Exercise requirements -> Would you print the records below word for word, without the pictures?

Provided entries ->
------------------------------
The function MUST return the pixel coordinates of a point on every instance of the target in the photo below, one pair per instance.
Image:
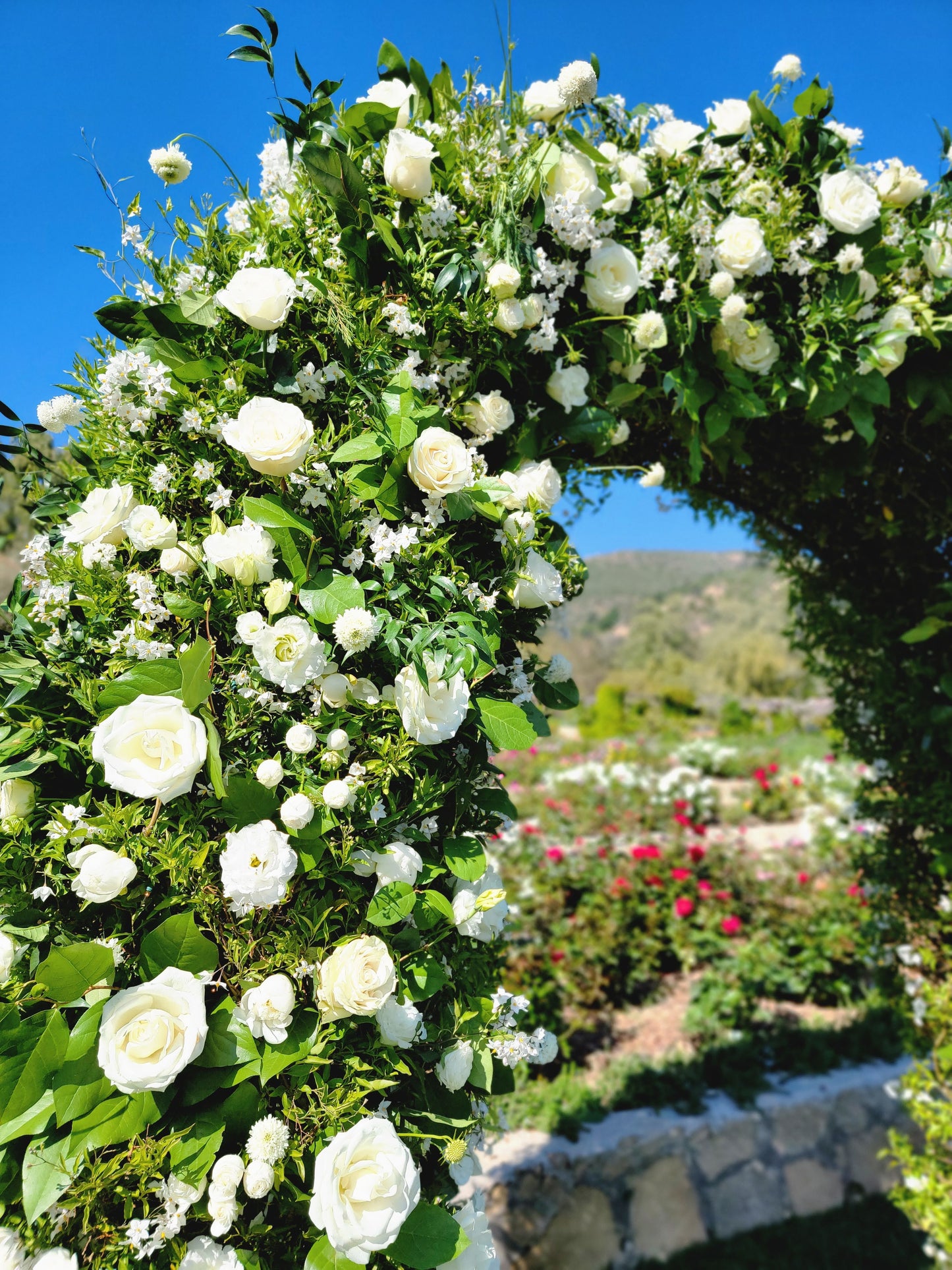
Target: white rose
(148, 529)
(357, 978)
(260, 296)
(900, 185)
(257, 867)
(406, 164)
(366, 1185)
(102, 515)
(150, 748)
(503, 279)
(730, 119)
(273, 436)
(103, 874)
(847, 202)
(244, 553)
(296, 812)
(453, 1068)
(439, 463)
(576, 177)
(181, 559)
(395, 94)
(268, 1009)
(434, 714)
(290, 653)
(611, 277)
(568, 384)
(17, 798)
(542, 101)
(741, 248)
(540, 583)
(399, 1023)
(672, 139)
(152, 1033)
------------------------------
Solution for this problem ->
The function MUST return the pixel coordinates of a point on every instance of the target in the photo below, one pair per instance.
Image:
Target: white rose
(148, 529)
(357, 978)
(260, 296)
(900, 185)
(257, 867)
(406, 164)
(366, 1185)
(102, 515)
(150, 748)
(503, 279)
(730, 119)
(273, 436)
(103, 874)
(847, 202)
(244, 553)
(296, 812)
(453, 1068)
(439, 463)
(576, 177)
(181, 559)
(395, 94)
(268, 1009)
(434, 714)
(290, 653)
(611, 277)
(568, 384)
(17, 798)
(542, 101)
(741, 248)
(540, 583)
(399, 1023)
(672, 139)
(152, 1033)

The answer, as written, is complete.